**PROBLEM**
Look through the lines below, find those with the word "white", and copy them.
=======
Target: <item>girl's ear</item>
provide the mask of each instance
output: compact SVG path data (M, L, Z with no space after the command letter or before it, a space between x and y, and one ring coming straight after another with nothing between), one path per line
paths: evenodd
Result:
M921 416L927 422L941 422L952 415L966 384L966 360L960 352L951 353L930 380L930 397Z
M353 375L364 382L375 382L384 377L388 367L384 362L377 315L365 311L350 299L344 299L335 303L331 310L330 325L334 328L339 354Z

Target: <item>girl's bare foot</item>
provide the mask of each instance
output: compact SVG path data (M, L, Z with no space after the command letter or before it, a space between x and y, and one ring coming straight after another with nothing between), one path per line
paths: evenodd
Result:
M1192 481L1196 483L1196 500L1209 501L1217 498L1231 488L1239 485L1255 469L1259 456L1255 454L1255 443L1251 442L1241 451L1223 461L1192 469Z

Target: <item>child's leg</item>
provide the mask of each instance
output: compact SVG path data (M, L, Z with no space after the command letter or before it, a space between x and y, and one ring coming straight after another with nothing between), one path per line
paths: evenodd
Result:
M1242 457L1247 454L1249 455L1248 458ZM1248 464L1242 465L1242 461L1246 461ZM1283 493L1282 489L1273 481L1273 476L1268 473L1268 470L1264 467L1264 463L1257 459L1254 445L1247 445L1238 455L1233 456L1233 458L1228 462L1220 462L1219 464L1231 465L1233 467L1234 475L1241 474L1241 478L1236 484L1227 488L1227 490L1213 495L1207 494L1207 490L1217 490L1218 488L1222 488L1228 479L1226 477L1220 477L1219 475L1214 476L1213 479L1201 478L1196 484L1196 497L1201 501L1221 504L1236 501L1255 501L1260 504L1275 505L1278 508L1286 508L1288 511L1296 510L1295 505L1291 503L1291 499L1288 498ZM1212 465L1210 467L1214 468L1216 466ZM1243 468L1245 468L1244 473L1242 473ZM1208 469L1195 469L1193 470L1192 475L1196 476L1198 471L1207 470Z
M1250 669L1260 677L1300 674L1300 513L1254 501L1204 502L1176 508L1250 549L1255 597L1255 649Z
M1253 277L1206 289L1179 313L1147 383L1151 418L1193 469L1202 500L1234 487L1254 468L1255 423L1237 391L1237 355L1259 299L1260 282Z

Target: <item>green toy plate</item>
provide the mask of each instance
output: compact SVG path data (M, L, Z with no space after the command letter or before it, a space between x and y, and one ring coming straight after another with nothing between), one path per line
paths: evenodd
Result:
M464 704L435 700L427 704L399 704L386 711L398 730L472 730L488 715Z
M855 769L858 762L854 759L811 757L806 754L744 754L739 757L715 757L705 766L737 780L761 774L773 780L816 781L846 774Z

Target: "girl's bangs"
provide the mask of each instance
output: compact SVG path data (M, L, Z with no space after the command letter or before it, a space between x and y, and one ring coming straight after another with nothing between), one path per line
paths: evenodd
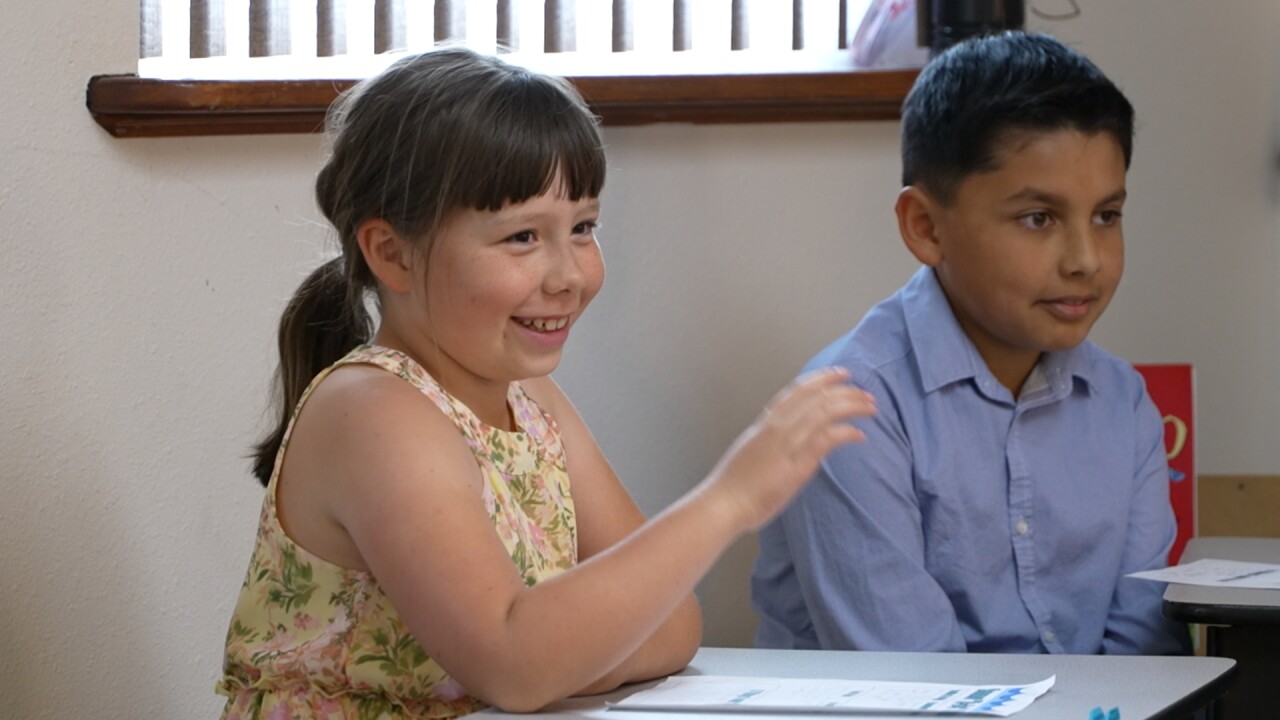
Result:
M551 190L574 201L600 195L605 157L599 127L576 91L557 87L559 82L517 76L507 83L516 87L502 93L489 132L476 133L487 147L471 155L493 159L467 168L473 177L456 187L469 197L459 198L459 206L493 211Z

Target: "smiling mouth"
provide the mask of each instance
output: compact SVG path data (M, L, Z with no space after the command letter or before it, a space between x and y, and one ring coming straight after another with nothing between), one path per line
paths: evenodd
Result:
M563 330L569 324L569 317L554 318L514 318L521 325L535 332L555 332Z

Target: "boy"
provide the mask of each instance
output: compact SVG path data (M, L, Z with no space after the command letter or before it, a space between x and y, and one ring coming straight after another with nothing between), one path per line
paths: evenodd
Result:
M1163 427L1085 337L1124 264L1133 108L1043 35L961 43L903 105L895 207L923 263L811 367L878 400L760 535L757 645L1185 652L1160 614Z

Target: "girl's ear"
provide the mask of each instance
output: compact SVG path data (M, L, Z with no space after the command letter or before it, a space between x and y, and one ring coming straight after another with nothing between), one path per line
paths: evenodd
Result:
M938 203L923 189L908 185L898 193L898 202L893 209L898 215L898 232L907 250L925 265L937 267L942 262L937 223L941 208Z
M391 292L409 292L413 247L391 223L382 218L365 220L356 229L356 244L364 262L383 287Z

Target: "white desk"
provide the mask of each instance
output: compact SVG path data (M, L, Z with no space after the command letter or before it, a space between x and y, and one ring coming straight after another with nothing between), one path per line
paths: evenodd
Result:
M1103 655L978 655L950 653L872 653L835 650L741 650L702 648L683 674L770 677L850 678L941 682L965 685L1021 685L1057 675L1057 683L1017 720L1088 720L1095 707L1120 708L1123 720L1183 720L1221 695L1233 680L1235 662L1209 657L1117 657ZM606 710L640 684L589 698L571 698L541 715L594 720L716 720L746 717L727 713L648 713ZM520 718L497 710L477 720ZM801 717L759 715L751 717ZM813 715L803 716L812 719ZM858 715L859 720L890 716ZM898 715L894 720L901 720Z
M1280 538L1192 538L1180 562L1204 558L1280 563ZM1211 706L1210 720L1276 717L1272 698L1280 678L1280 590L1170 585L1164 614L1207 625L1205 652L1240 663L1239 681Z
M1179 562L1216 558L1280 563L1280 538L1192 538ZM1218 625L1280 625L1280 591L1170 585L1164 614L1173 620Z

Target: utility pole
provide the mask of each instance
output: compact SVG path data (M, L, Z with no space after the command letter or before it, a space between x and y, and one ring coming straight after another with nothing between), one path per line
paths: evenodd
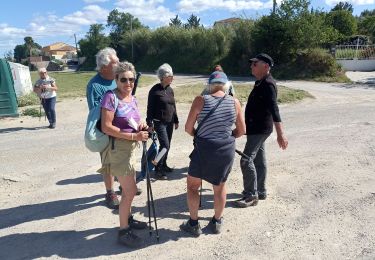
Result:
M273 0L272 13L275 14L275 12L276 12L276 0Z
M76 52L77 52L77 62L78 62L78 65L77 65L77 71L78 71L78 68L79 68L79 55L78 55L78 47L77 47L77 37L76 37L76 34L74 34L74 42L76 44Z
M130 35L132 42L132 62L134 63L134 52L133 52L133 17L130 16Z

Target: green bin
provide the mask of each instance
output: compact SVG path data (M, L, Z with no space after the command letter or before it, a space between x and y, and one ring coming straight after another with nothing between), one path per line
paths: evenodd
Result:
M3 116L18 116L18 105L9 63L0 59L0 117Z

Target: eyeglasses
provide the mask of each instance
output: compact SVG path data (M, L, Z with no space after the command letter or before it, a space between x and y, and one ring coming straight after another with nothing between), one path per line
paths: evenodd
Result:
M256 67L258 62L259 62L258 60L257 60L257 61L253 61L253 62L250 64L250 66L254 66L254 67Z
M134 82L134 78L120 78L120 82L121 83L133 83Z

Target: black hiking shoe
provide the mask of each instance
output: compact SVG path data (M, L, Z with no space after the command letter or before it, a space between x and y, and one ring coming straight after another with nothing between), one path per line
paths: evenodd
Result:
M163 171L157 171L155 172L155 179L165 181L168 180L167 175Z
M207 227L209 230L212 231L214 234L220 234L221 233L221 227L223 226L223 218L220 218L219 221L214 221L214 219L211 219L211 221L208 223Z
M130 215L128 218L128 223L132 229L145 229L147 228L147 223L134 219L133 215Z
M165 172L173 172L173 168L169 167L168 165L164 165L164 166L163 166L163 170L164 170Z
M114 192L108 192L105 195L105 203L110 209L118 209L120 204L117 195Z
M258 199L265 200L267 198L267 193L265 192L258 192Z
M258 205L258 197L243 197L239 200L233 201L233 206L236 208L247 208Z
M131 248L139 247L143 244L143 240L134 234L130 227L119 230L118 242Z
M185 232L193 235L194 237L199 237L202 234L202 229L201 229L201 226L199 225L199 223L195 226L192 226L192 225L190 225L189 220L184 221L180 225L180 229L182 231L185 231Z

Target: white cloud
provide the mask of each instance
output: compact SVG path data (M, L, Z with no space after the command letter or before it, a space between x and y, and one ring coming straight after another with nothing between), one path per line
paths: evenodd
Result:
M164 25L175 17L175 14L163 6L163 2L164 0L118 0L115 5L119 11L131 13L141 22Z
M22 36L26 32L25 29L11 27L6 23L0 24L0 35L2 39L16 38Z
M333 6L336 5L339 2L343 2L342 0L326 0L325 1L327 5ZM353 6L356 5L373 5L375 3L375 0L347 0L346 2L351 3Z
M177 7L182 13L198 13L207 10L259 10L272 7L272 0L262 2L260 0L181 0Z
M88 5L82 10L62 17L54 13L47 15L34 14L32 21L27 28L16 28L11 25L0 24L0 55L6 50L13 50L15 45L22 44L23 38L31 36L40 43L41 41L50 44L59 37L73 37L73 34L80 34L82 29L94 23L105 23L109 11L97 5Z

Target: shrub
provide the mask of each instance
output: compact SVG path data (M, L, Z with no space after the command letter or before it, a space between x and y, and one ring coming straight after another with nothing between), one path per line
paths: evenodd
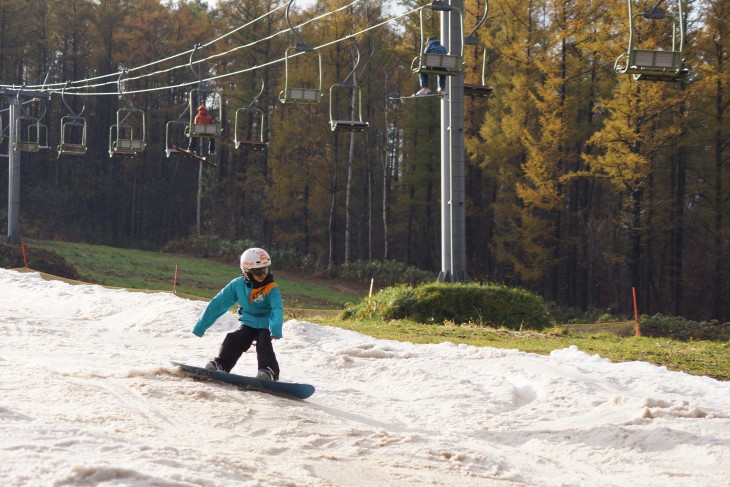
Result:
M317 273L324 270L314 256L296 250L272 249L269 255L271 255L275 269L307 273Z
M379 287L395 284L421 284L434 279L434 273L394 260L358 260L336 266L335 277L359 281L375 279Z
M251 240L230 241L216 235L201 235L167 242L162 252L230 260L238 258L249 247L255 247Z
M730 323L692 321L681 316L655 314L639 320L641 335L676 340L730 340Z
M28 267L33 270L67 279L79 278L76 268L68 264L62 255L35 247L26 247L25 253ZM8 269L25 267L20 245L0 243L0 267Z
M427 283L386 288L343 312L343 318L446 321L542 330L553 326L542 298L497 284Z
=======
**WRITTEN SOLUTION**
Target: "white desk"
Target: white cloud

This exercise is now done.